• **Goal**: Count how many lines in the records below contain the word "teal" and reply with that number alone.

• **Records provided**:
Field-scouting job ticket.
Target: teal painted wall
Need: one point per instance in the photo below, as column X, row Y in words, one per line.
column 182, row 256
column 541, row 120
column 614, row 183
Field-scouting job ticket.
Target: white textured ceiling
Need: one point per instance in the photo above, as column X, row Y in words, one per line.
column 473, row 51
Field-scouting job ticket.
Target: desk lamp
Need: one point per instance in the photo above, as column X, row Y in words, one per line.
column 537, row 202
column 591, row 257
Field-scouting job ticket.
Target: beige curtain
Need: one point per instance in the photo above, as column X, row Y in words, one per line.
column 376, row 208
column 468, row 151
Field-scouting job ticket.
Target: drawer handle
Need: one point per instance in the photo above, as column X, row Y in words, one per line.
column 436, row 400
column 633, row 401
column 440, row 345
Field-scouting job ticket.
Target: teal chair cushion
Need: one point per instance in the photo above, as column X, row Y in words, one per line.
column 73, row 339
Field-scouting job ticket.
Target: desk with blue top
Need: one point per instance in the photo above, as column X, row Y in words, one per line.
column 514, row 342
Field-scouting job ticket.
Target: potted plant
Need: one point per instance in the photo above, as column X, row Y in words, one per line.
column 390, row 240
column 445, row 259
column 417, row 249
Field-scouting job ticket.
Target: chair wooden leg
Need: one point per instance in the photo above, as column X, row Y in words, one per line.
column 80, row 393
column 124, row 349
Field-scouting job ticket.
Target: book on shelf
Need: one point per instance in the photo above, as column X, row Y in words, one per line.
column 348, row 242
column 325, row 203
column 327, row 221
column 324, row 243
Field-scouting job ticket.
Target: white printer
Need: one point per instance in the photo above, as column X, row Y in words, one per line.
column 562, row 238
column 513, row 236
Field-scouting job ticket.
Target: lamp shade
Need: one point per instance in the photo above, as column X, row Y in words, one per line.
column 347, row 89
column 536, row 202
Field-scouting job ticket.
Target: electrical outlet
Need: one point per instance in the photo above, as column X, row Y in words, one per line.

• **Solution**: 2